- [What the exercise asks]: Copy each of the rows below word for word, leaving nothing out and changing nothing.
——
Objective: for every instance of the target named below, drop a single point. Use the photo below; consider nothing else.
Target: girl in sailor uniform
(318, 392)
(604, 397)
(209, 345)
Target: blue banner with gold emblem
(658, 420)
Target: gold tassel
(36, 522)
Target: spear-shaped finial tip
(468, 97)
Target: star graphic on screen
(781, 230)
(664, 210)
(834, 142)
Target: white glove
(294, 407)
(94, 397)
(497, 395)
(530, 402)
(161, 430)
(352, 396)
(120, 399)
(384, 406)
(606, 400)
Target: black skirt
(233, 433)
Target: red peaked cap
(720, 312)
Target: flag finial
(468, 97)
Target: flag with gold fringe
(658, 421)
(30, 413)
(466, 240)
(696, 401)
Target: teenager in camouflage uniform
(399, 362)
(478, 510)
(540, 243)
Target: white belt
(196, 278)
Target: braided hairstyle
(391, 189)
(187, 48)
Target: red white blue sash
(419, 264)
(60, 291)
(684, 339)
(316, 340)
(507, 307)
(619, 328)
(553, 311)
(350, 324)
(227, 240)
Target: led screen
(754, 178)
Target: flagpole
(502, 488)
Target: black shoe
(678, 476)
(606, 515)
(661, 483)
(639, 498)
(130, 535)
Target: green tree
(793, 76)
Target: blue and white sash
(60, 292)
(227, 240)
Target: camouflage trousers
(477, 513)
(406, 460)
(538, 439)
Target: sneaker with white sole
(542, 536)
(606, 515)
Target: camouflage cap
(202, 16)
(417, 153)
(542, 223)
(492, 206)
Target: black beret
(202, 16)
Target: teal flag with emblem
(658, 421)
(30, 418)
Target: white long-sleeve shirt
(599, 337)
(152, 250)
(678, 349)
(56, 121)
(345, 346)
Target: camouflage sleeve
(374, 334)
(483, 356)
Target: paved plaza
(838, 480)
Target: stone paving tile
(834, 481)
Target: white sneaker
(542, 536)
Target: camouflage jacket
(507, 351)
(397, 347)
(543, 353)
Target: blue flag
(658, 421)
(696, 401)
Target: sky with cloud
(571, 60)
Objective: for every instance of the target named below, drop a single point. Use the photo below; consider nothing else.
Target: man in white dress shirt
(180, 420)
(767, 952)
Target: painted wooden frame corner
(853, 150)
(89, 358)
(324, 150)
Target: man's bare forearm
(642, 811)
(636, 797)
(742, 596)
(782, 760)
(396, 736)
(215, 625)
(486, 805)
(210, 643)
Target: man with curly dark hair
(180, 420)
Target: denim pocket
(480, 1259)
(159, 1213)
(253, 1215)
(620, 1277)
——
- [Answer to the task]:
Objective: for every instance of the target named below, drop a single point. Use the photo below; consider nothing else.
Target: girl in sailor uniform
(318, 392)
(604, 397)
(209, 345)
Target: blue banner with gold emblem
(658, 420)
Target: gold tassel
(36, 522)
Target: spear-shaped finial tip
(468, 97)
Target: star graphic on screen
(781, 230)
(664, 210)
(834, 142)
Target: white glove
(294, 407)
(94, 397)
(497, 395)
(530, 402)
(161, 430)
(352, 396)
(120, 399)
(384, 406)
(606, 400)
Target: black skirt
(233, 433)
Target: red peaked cap
(720, 312)
Target: flag finial
(468, 97)
Target: flag with gold fringe
(658, 421)
(30, 413)
(466, 240)
(696, 401)
Target: teenager in camouflage uniform
(399, 362)
(478, 510)
(540, 243)
Target: white belt
(196, 278)
Target: braided hairstyle
(391, 189)
(187, 48)
Target: red white blue sash
(419, 264)
(60, 291)
(684, 339)
(316, 340)
(507, 307)
(619, 328)
(553, 311)
(350, 324)
(227, 240)
Target: led screen
(754, 178)
Target: flagpole
(502, 488)
Target: black shoe
(678, 476)
(606, 515)
(661, 483)
(639, 498)
(130, 535)
Target: green tree
(793, 76)
Target: blue and white sash
(60, 292)
(227, 240)
Target: camouflage trousers
(477, 513)
(406, 460)
(538, 439)
Target: sneaker with white sole
(542, 536)
(606, 515)
Target: camouflage cap
(202, 16)
(417, 153)
(542, 223)
(492, 206)
Target: black beret
(202, 16)
Target: teal flag with emblem
(658, 421)
(30, 418)
Target: white long-sleeve shirt
(599, 337)
(152, 250)
(678, 349)
(56, 121)
(345, 346)
Target: camouflage sleeve
(374, 334)
(483, 356)
Target: paved plaza
(838, 480)
Target: stone paving tile
(834, 481)
Target: white sneaker
(542, 536)
Target: camouflage jacket
(507, 351)
(397, 347)
(543, 353)
Target: blue flag
(658, 421)
(696, 401)
Target: sky with cloud
(571, 60)
Objective: for every instance of the target named below, drop a single point. Use the photo below; consider nothing else.
Target: man in white dress shirt
(180, 420)
(767, 952)
Target: painted wooden frame corner
(853, 150)
(89, 358)
(324, 150)
Target: man's bare forearm
(642, 811)
(636, 797)
(742, 596)
(782, 760)
(396, 736)
(215, 625)
(486, 805)
(210, 643)
Target: man with curly dark hair
(180, 420)
Target: denim pocket
(480, 1259)
(159, 1213)
(253, 1215)
(620, 1277)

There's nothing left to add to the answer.